**Work order**
All of the data is to be repeated verbatim.

[Extracted records]
++++

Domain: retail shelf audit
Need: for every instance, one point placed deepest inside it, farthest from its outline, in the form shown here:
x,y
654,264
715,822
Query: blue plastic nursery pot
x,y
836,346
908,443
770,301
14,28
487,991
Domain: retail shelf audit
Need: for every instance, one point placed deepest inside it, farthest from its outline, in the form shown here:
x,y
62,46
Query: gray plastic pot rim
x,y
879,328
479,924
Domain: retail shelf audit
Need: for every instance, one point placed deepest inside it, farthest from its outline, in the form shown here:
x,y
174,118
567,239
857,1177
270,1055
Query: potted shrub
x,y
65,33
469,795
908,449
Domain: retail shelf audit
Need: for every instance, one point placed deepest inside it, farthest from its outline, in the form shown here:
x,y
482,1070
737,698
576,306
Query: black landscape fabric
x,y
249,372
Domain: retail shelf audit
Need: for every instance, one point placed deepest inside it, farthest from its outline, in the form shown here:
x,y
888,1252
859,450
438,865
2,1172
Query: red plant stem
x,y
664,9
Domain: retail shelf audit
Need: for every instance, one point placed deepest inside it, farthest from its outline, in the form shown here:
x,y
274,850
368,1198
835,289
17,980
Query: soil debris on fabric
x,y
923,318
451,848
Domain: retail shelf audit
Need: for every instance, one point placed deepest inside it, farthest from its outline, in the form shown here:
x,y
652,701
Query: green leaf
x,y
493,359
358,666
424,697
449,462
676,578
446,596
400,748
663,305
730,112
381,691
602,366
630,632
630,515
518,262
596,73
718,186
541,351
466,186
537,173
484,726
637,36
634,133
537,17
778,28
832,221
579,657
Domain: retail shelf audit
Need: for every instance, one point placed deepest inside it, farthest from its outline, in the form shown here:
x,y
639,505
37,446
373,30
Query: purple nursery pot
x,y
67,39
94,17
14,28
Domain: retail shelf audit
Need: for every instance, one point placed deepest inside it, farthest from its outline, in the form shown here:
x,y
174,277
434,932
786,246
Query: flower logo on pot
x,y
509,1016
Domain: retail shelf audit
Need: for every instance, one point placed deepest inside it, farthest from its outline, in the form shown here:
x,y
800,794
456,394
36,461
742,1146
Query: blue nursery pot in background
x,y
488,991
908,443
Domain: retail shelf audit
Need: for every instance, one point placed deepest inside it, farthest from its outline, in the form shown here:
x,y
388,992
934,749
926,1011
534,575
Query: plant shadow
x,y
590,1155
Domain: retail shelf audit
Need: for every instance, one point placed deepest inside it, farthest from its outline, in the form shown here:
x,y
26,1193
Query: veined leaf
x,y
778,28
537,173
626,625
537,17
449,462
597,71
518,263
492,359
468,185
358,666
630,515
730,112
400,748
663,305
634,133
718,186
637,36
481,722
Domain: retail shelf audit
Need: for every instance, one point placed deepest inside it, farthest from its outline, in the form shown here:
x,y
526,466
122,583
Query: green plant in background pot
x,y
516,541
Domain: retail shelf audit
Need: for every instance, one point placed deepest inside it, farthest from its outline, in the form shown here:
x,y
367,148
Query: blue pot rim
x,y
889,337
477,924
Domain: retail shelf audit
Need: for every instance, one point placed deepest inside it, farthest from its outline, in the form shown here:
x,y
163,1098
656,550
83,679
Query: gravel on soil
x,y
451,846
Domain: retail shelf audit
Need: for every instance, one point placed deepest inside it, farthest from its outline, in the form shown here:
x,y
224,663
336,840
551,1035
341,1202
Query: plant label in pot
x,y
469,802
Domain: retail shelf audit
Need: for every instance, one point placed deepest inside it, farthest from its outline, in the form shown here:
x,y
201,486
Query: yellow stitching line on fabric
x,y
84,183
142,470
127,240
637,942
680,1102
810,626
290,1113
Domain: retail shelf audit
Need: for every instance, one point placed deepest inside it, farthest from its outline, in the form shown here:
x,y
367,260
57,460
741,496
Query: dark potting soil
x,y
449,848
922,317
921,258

++++

**Reply to the task**
Domain: retail shelf audit
Need: for every instance, one point placed deepest inside it, farthest from its outline, in the form shown here:
x,y
654,264
715,822
Query: blue plastic nursery pot
x,y
836,346
908,443
770,301
14,28
487,991
Domain: retail shelf audit
Need: for every instance, one point placed deepest inside it, farthest from its outline, in the form shown here:
x,y
62,46
Query: gray plastic pot rim
x,y
879,328
479,924
Domain: retail shelf audit
Need: for every instance, one point placed deepest inside it, farthest from its outline, in the form shown here:
x,y
174,118
567,239
857,1177
270,1055
Query: potted shrub
x,y
65,33
469,795
908,449
Domain: retail shelf audit
Need: for every instance, one point placed deepest inside it, farthest from its outline, in the form shown here:
x,y
482,1070
737,698
576,306
Query: black landscape fabric
x,y
249,372
Domain: retail shelf audit
Need: for every instance, one point placed deepest inside it, farthest from its outline, in the form shown here:
x,y
888,1252
859,450
438,865
2,1172
Query: red plant stem
x,y
664,9
Domain: retail shelf audit
Need: for every instance, one point placed deepest inside it, farthest from its outline, in the form shown here:
x,y
274,850
368,1198
835,289
17,980
Query: soil debris on fabric
x,y
923,318
451,848
Domain: retail shelf audit
Need: for every instance, one point placed deepest inside it, farthest from its outline, in the form shown here:
x,y
652,701
Query: green leaf
x,y
493,359
358,666
424,697
449,462
676,578
446,596
400,748
663,305
730,112
381,691
602,366
630,632
630,515
518,262
596,73
718,186
541,351
466,186
537,173
484,726
637,36
634,133
537,17
778,28
832,221
579,657
Domain: retail shelf audit
Need: for every instance, one point placed deepest inside it, farthest from its outline, in the form shown here:
x,y
639,505
37,446
373,30
Query: purple nursery pot
x,y
67,39
94,17
14,28
Domain: retail shelf audit
Need: for every instance, one point placed deepest inside it, farthest from its outline, in the form shown here:
x,y
174,277
434,932
786,246
Query: flower logo on pot
x,y
509,1016
Domain: retail shelf audit
Need: for every instance, one point placed deepest inside it, farthest from its outline, in the form shown here:
x,y
800,794
456,394
36,461
742,1146
Query: blue nursery pot in background
x,y
488,991
908,443
Domain: retail shelf audit
Need: for every instance, one point placed deepest inside it, farthest from its outline, in the form shown here:
x,y
388,992
934,749
926,1011
534,575
Query: plant shadow
x,y
590,1155
Domain: retail shelf audit
Need: for every instance, one point placed deepest inside it, farthest from its outline, in the form shown here:
x,y
26,1193
Query: veined leaf
x,y
778,28
537,173
626,625
537,17
449,462
597,71
518,263
492,359
468,185
358,666
630,515
730,112
400,748
663,305
634,133
718,186
637,36
481,722
Domain: retail shelf audit
Need: for every instance, one point placed deepest inside it, farthest from its outline, in the form shown here:
x,y
526,466
122,583
Query: green plant in background pot
x,y
516,541
Domain: retail shelf audit
Need: for every instance, one point placed deepest inside it, farthest from its outline, in the form shown here:
x,y
367,148
Query: blue pot rim
x,y
889,337
477,924
Domain: retail shelf audit
Need: for every instance, one point placed deepest inside it, farthest from its outline, in the form shown here:
x,y
163,1098
656,550
83,679
Query: gravel on soil
x,y
451,846
Domain: retail shelf audit
Need: for every instance, one point placed deepest inside it, farthest from its outline, in the form shown here:
x,y
224,663
336,840
551,1035
341,1202
Query: plant label in pot
x,y
469,802
Domain: retail shelf audit
Need: for every instance, one point placed deepest inside it, farthest from its outline, in the form shown here:
x,y
201,486
Query: yellow stitching line on fabric
x,y
84,183
142,470
127,240
637,942
680,1102
810,626
290,1113
Domain: retail shelf audit
Need: for every instance, one point placed deepest inside it, farthest from its outline, in the form shown here:
x,y
367,260
57,460
741,496
Query: dark potting soil
x,y
449,848
922,317
921,258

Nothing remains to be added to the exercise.